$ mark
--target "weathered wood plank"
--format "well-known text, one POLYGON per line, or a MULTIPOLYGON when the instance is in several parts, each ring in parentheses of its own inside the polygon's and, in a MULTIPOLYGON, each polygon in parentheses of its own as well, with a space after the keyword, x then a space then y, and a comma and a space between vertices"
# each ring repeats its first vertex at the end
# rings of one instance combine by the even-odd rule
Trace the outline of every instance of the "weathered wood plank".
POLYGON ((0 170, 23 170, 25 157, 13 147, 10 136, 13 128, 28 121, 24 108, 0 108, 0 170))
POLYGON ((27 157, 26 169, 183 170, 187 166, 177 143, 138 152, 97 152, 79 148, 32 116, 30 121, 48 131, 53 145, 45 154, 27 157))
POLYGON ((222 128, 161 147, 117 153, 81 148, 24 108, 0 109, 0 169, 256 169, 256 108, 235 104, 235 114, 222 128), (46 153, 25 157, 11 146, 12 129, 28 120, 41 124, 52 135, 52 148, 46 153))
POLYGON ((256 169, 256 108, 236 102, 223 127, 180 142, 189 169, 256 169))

*****

* EXERCISE PROMPT
Reproduce the records verbatim from their first line through the line that contains "# each ring", including both of those lines.

* SOLUTION
$ mark
--target "weathered wood plank"
--format "well-known text, one POLYGON per line, or a MULTIPOLYGON when the instance is in several parts, each ring in parentheses of its own inside the polygon's and, in a MULTIPOLYGON, each polygon in parentheses of its own as well, with a space after the keyword, x then a space then y, and a comma and a space between vertices"
# each ring repeats its first vertex at the end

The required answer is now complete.